TASK GOAL: Below is a block of records; repeat each one exactly.

┌──

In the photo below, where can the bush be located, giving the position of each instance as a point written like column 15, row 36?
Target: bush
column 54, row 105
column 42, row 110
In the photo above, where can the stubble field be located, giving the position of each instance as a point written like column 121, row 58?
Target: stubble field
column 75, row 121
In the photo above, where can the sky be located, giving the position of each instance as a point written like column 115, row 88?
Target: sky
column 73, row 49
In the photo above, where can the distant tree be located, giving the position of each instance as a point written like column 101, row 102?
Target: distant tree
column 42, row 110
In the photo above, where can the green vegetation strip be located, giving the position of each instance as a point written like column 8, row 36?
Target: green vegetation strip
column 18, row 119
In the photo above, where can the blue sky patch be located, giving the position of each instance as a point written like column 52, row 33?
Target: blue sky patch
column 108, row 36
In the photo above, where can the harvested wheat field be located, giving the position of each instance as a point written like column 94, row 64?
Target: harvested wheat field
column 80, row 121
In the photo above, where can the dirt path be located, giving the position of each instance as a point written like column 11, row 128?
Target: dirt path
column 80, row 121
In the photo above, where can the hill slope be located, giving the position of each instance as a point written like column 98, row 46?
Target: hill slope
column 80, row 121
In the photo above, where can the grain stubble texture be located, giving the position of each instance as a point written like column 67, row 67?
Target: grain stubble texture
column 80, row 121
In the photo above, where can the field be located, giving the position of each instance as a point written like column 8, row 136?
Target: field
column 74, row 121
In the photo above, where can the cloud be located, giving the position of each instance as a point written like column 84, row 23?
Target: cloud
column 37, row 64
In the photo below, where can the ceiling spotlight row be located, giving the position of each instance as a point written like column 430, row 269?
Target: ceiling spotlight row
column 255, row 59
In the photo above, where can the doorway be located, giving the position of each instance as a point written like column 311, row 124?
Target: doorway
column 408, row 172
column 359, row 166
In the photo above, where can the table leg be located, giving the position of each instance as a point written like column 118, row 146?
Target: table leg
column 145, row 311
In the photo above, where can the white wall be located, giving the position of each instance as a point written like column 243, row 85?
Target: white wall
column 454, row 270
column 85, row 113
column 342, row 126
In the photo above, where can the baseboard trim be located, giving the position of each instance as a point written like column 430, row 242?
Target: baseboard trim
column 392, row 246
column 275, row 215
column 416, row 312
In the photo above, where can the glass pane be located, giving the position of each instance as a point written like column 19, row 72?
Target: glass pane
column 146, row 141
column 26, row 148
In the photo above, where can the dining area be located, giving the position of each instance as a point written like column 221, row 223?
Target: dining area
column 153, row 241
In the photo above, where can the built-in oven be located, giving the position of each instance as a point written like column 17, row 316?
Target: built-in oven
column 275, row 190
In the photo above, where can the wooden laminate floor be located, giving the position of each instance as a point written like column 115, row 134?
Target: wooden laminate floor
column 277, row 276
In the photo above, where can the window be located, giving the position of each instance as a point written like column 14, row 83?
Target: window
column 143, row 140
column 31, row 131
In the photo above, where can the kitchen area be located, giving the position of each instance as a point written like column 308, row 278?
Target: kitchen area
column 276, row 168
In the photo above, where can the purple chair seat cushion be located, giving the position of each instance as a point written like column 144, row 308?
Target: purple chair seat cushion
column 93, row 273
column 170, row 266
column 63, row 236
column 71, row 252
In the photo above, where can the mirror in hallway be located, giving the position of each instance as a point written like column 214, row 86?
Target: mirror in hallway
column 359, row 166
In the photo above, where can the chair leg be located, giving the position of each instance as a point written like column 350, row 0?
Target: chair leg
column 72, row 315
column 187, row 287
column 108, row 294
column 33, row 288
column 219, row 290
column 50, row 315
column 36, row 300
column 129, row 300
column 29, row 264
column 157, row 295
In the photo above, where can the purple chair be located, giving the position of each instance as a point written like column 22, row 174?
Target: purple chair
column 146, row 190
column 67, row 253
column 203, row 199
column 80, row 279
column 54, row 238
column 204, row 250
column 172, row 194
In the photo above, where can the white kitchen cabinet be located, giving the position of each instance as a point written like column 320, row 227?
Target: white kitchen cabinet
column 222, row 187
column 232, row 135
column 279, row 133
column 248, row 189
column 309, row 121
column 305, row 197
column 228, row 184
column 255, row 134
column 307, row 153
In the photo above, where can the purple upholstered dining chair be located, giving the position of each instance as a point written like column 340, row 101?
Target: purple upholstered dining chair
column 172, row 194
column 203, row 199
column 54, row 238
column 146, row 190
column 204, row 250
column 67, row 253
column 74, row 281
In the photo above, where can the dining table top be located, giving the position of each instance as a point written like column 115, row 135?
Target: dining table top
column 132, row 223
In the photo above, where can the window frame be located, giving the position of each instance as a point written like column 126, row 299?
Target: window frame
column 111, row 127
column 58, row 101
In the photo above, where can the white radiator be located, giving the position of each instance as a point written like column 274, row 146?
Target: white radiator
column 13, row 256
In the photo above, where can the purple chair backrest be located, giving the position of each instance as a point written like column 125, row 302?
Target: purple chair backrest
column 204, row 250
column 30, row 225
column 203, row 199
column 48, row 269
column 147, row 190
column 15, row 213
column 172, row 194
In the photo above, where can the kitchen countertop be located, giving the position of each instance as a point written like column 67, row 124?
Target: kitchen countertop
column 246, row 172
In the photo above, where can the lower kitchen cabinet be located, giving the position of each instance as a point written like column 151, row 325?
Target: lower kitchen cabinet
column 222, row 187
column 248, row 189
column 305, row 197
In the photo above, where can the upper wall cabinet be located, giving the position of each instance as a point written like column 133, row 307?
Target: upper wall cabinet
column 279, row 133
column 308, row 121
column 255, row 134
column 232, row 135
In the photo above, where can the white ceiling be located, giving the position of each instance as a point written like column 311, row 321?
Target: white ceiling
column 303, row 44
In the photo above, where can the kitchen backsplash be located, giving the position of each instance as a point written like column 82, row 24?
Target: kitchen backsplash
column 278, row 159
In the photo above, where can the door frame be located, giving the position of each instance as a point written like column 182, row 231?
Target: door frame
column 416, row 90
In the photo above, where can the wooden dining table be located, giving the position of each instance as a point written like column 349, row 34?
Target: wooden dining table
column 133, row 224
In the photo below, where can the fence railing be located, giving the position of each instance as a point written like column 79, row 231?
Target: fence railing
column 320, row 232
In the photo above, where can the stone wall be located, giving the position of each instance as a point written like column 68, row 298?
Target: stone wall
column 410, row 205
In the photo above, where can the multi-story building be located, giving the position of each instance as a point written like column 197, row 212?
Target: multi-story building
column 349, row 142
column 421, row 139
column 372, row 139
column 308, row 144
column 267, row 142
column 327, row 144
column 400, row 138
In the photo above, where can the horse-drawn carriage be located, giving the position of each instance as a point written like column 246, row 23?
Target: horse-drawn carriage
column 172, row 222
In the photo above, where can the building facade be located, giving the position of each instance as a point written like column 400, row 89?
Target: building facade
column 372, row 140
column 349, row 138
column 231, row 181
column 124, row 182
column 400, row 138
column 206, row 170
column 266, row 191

└──

SOLUTION FOR THIS PROBLEM:
In the photo below, where can the bush be located, giving the position of each instance as a point written like column 15, row 36?
Target: bush
column 54, row 105
column 42, row 110
In the photo above, where can the stubble field be located, giving the position of each instance as a point written like column 121, row 58?
Target: stubble field
column 75, row 121
In the photo above, where can the sky be located, giving the position of each instance as a point written like column 115, row 88?
Target: sky
column 73, row 49
In the photo above, where can the distant tree be located, giving the position of each instance as a point written like column 101, row 102?
Target: distant tree
column 42, row 110
In the photo above, where can the green vegetation strip be located, giving the position of each instance as a point written like column 8, row 36?
Target: green vegetation strip
column 18, row 119
In the photo above, where can the blue sky patch be located, giving the position of each instance as a point written like column 52, row 33?
Target: blue sky patch
column 108, row 36
In the photo above, where can the harvested wheat field be located, giving the position of each instance as a point written like column 94, row 64?
Target: harvested wheat field
column 80, row 121
In the photo above, where can the dirt path be located, giving the position of each instance as a point written like column 11, row 128?
Target: dirt path
column 80, row 121
In the photo above, where can the hill slope be located, giving the position of each instance as a point written like column 98, row 46?
Target: hill slope
column 80, row 121
In the photo above, where can the grain stubble texture be located, giving the position of each instance as a point written like column 67, row 67?
Target: grain stubble texture
column 80, row 121
In the photo above, where can the field be located, giving the position of each instance as a point written like column 8, row 136?
Target: field
column 74, row 121
In the photo above, where can the cloud be located, giving the position of each instance as a point written like column 84, row 23?
Target: cloud
column 37, row 64
In the photo below, where can the ceiling spotlight row be located, giving the position of each instance as a point written like column 430, row 269?
Target: ceiling spotlight row
column 255, row 59
In the photo above, where can the doorway be located, giving the position of each instance as a point written like column 311, row 124?
Target: doorway
column 408, row 172
column 359, row 166
In the photo above, where can the table leg be located, giving the position of each instance as a point written like column 118, row 146?
Target: table leg
column 145, row 311
In the photo above, where can the white wall be located, giving the position of each instance as a point written like column 243, row 85?
Target: white wall
column 454, row 270
column 85, row 113
column 342, row 126
In the photo above, where can the baseboard trim be located, giving the position of each instance as a point written like column 430, row 242?
Target: baseboard trim
column 392, row 246
column 275, row 215
column 416, row 312
In the photo above, where can the glass pane be located, giving the position of each instance as a point written like column 19, row 72?
Target: glass pane
column 146, row 141
column 26, row 148
In the photo above, where can the dining area be located, giving the position of each instance as a point written like column 221, row 223?
Target: dining area
column 153, row 241
In the photo above, where can the built-in oven be located, giving the position of each instance as a point written like column 17, row 316?
Target: built-in oven
column 275, row 190
In the photo above, where can the wooden laminate floor be located, giving the position of each instance as a point written like column 115, row 134?
Target: wooden laminate floor
column 277, row 276
In the photo above, where can the window be located, giving the position of each instance as a point written like column 14, row 83?
Target: window
column 143, row 140
column 31, row 131
In the photo above, where can the kitchen area be located, giving the position of each instance as a point written like column 308, row 278?
Target: kitchen area
column 276, row 168
In the photo above, where can the purple chair seat cushion be located, giving the position of each instance as a point written like column 144, row 308?
Target: purple chair seat cushion
column 93, row 273
column 170, row 266
column 63, row 236
column 71, row 252
In the photo above, where can the mirror in hallway be located, giving the position of each instance as a point written like column 214, row 86?
Target: mirror in hallway
column 359, row 166
In the photo above, where can the chair leg be located, giving the position of each instance as a point written like column 350, row 0?
Target: chair leg
column 72, row 315
column 187, row 287
column 108, row 294
column 33, row 288
column 219, row 290
column 50, row 315
column 36, row 300
column 129, row 300
column 29, row 264
column 157, row 295
In the photo above, where can the purple chair be located, giving the position of each instance as a point written like column 22, row 174?
Target: purple chair
column 146, row 190
column 67, row 253
column 203, row 199
column 80, row 279
column 54, row 238
column 204, row 250
column 172, row 194
In the photo above, where can the white kitchen cabinet be located, giving the position of each instance as a point written like column 320, row 227?
Target: white kitchen cabinet
column 222, row 187
column 232, row 135
column 279, row 133
column 248, row 189
column 309, row 121
column 305, row 197
column 228, row 184
column 255, row 134
column 307, row 153
In the photo above, where can the purple upholstered dining chair be located, giving the position of each instance as a point written like column 340, row 101?
Target: purple upholstered dining chair
column 172, row 194
column 203, row 199
column 54, row 238
column 146, row 190
column 204, row 250
column 67, row 253
column 74, row 281
In the photo above, where can the dining table top be located, giving the position of each instance as a point written like column 115, row 135?
Target: dining table top
column 132, row 223
In the photo above, where can the window frame be located, giving the position of each instance as a point written like column 126, row 299?
Target: window frame
column 111, row 127
column 58, row 101
In the photo above, where can the white radiator be located, giving the position of each instance as a point written like column 274, row 146?
Target: white radiator
column 13, row 256
In the photo above, where can the purple chair backrest be located, giving the position of each instance as a point written like column 125, row 302?
Target: purple chair backrest
column 204, row 250
column 30, row 225
column 203, row 199
column 48, row 269
column 147, row 190
column 15, row 213
column 172, row 194
In the photo above, where can the kitchen countertop be located, giving the position of each instance as a point written like column 67, row 124?
Target: kitchen countertop
column 246, row 172
In the photo above, where can the lower kitchen cabinet be located, giving the position of each instance as a point written like column 151, row 325?
Target: lower kitchen cabinet
column 222, row 187
column 248, row 189
column 305, row 197
In the photo above, where can the upper wall cabinet be located, giving the position of each instance as a point written like column 133, row 307?
Target: upper wall cabinet
column 279, row 133
column 308, row 121
column 255, row 134
column 232, row 135
In the photo above, where can the white ceiling be located, giving the position of each instance as a point written like column 311, row 321?
Target: white ceiling
column 303, row 44
In the photo above, where can the kitchen backsplash be located, giving the position of each instance as a point written like column 82, row 24?
Target: kitchen backsplash
column 278, row 159
In the photo above, where can the door frame be located, giving the position of each instance as a point written like column 182, row 231?
Target: door frame
column 416, row 90
In the photo above, where can the wooden dining table be located, giving the position of each instance as a point written like column 349, row 34?
Target: wooden dining table
column 133, row 224
In the photo below, where can the fence railing be located, giving the position of each instance as a point written like column 79, row 231?
Target: fence railing
column 320, row 232
In the photo above, where can the stone wall be located, giving the position of each instance as a point written like column 68, row 298?
Target: stone wall
column 410, row 205
In the photo above, where can the multi-story building be located, giving the position of each instance as a point written like column 197, row 212?
Target: multi-story building
column 349, row 142
column 421, row 139
column 372, row 139
column 308, row 144
column 267, row 142
column 327, row 144
column 400, row 138
In the photo above, where can the horse-drawn carriage be located, giving the position of each instance as a point written like column 246, row 23?
Target: horse-drawn carriage
column 172, row 222
In the photo above, where can the building facade be located, giving the position of each instance as a point written like column 400, row 89?
Target: building facade
column 372, row 140
column 349, row 138
column 231, row 181
column 124, row 182
column 400, row 138
column 206, row 170
column 266, row 191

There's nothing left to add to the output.